ABOUT THIS EXERCISE:
Those lines of the records that contain "below" are to be located and copied.

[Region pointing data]

BEGIN

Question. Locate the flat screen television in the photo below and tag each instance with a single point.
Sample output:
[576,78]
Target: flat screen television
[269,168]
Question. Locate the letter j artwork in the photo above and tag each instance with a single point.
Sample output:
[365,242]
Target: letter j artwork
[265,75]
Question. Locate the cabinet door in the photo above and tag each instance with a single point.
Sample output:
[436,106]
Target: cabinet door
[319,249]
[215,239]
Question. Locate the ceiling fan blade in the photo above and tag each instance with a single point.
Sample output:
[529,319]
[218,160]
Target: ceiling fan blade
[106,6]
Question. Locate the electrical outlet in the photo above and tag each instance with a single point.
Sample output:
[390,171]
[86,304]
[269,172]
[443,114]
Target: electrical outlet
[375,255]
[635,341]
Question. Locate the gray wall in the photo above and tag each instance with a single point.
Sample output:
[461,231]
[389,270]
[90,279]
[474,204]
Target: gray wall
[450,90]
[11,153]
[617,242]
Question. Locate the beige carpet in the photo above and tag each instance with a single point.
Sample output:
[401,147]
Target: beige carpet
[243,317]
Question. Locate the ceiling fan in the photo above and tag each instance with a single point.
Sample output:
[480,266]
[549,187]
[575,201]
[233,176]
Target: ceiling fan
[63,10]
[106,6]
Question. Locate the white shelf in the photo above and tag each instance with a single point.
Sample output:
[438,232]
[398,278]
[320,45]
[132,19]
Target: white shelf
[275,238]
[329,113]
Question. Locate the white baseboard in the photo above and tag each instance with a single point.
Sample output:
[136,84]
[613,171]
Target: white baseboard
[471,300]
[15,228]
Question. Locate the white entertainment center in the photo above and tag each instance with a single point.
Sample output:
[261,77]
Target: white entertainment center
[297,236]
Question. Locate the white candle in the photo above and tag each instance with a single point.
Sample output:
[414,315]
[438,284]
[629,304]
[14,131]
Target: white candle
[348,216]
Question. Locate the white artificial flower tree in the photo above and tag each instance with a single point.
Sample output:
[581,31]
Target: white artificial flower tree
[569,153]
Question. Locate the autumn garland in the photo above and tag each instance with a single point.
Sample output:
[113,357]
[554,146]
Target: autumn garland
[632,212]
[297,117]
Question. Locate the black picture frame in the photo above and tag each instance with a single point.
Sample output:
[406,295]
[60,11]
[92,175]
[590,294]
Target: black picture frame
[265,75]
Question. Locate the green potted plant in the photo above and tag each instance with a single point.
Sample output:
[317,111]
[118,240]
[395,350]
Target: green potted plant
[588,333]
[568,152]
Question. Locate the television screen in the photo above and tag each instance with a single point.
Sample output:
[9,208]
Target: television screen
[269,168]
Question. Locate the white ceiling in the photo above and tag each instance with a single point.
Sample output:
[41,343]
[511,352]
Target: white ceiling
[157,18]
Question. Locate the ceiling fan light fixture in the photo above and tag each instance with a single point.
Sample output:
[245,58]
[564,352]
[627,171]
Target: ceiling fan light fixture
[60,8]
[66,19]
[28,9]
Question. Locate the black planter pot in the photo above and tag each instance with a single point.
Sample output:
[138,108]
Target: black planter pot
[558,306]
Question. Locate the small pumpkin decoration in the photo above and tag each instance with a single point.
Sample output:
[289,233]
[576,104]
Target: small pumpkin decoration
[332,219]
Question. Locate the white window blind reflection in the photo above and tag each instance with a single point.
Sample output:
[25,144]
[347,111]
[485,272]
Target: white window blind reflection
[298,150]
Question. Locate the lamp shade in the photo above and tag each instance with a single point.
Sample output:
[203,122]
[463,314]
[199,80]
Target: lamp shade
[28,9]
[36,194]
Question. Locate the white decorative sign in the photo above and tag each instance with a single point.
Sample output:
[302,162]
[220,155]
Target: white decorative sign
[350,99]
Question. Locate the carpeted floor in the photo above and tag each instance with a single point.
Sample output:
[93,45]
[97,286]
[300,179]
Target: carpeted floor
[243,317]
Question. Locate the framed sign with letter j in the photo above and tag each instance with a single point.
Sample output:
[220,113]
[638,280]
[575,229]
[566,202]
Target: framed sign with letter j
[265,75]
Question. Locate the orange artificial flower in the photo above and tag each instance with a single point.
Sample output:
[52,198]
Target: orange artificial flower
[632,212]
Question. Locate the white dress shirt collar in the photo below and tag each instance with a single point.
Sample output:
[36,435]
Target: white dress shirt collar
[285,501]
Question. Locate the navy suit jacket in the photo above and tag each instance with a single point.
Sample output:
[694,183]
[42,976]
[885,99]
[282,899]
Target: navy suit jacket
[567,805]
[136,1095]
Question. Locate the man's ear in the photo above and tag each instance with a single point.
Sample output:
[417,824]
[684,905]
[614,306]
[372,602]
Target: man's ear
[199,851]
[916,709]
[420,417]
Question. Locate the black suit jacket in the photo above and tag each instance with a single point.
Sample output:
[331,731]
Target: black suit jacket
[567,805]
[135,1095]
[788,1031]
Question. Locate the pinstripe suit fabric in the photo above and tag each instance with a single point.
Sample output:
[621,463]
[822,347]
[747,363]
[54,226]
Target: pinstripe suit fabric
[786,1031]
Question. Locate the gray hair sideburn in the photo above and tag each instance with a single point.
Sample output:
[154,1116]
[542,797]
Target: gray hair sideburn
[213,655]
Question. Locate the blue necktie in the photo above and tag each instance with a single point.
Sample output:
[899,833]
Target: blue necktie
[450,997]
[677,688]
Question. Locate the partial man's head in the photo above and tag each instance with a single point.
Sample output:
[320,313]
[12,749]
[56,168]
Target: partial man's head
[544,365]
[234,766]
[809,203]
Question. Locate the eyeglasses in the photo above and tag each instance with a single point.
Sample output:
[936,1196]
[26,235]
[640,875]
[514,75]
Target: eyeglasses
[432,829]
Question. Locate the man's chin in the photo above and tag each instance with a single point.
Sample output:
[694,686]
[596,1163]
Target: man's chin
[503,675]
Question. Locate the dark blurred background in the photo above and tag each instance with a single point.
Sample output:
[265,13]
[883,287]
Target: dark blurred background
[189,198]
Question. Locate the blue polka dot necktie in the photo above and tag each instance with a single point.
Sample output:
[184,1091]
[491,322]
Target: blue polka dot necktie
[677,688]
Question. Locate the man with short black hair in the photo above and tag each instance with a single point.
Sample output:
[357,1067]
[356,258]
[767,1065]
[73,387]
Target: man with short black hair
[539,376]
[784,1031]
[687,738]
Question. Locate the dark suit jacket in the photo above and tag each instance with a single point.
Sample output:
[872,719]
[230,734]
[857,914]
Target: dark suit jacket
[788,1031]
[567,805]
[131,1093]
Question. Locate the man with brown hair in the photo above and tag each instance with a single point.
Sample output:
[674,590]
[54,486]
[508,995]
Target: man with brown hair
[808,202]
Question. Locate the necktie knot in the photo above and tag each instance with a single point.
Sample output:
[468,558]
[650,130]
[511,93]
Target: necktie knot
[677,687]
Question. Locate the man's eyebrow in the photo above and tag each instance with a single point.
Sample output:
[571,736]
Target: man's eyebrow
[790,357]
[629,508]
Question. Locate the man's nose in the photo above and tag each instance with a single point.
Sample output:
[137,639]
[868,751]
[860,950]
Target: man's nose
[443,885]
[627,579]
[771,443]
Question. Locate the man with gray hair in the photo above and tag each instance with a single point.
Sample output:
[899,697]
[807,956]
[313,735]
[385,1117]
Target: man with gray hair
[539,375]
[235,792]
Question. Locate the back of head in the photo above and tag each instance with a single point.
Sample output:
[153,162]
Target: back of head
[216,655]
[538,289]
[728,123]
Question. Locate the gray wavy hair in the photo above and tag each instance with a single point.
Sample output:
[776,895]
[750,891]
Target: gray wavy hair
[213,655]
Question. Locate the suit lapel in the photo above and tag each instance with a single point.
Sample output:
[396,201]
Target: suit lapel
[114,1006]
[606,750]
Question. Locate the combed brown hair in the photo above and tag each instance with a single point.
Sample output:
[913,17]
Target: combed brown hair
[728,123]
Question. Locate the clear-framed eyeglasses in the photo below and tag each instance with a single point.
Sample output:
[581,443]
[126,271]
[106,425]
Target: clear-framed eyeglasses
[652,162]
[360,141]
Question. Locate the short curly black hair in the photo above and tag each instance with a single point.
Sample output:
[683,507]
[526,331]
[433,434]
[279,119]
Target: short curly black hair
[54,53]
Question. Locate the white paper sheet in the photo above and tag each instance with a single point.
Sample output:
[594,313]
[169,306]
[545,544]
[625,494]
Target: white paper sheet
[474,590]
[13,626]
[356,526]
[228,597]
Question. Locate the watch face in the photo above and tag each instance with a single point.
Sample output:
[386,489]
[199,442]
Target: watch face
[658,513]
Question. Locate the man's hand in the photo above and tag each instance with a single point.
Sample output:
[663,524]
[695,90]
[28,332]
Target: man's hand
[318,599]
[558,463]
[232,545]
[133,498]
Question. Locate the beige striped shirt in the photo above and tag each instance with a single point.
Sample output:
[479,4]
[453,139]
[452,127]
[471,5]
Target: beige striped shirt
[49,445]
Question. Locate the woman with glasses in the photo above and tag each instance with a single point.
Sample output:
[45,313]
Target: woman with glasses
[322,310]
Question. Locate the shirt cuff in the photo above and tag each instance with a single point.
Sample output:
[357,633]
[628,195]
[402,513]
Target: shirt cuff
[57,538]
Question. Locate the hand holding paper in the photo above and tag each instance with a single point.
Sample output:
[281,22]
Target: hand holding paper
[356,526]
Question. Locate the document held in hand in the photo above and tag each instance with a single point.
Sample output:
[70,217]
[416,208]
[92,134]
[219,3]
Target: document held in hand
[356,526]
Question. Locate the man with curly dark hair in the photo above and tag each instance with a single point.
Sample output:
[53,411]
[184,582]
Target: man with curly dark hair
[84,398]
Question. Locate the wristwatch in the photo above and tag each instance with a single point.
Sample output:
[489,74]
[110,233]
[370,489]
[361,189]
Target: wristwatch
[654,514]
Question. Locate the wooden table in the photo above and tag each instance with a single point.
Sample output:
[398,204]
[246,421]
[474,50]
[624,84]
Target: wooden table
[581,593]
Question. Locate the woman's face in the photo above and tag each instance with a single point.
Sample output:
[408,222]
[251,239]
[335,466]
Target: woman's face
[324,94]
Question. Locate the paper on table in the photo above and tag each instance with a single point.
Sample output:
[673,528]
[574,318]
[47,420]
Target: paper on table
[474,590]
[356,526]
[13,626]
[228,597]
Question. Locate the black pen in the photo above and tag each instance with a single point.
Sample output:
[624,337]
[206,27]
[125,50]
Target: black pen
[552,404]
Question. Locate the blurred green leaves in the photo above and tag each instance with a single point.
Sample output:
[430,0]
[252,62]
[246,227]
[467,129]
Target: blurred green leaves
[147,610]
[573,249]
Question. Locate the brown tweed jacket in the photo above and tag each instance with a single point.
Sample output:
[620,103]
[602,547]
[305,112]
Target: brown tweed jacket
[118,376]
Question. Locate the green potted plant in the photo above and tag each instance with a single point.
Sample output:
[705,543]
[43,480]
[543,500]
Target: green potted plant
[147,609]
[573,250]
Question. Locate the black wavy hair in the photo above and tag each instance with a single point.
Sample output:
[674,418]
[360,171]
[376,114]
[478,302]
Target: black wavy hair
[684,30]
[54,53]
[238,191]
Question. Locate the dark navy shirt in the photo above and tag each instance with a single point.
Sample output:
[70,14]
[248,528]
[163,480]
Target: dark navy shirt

END

ANSWER SECTION:
Question. Locate the flat screen television in the photo below and tag each instance with a single point.
Question. Locate the white dress shirt collar in the photo below and tag each instance with a single point.
Question. Locate the clear-framed eyeglasses in the photo below and tag each instance with a single point.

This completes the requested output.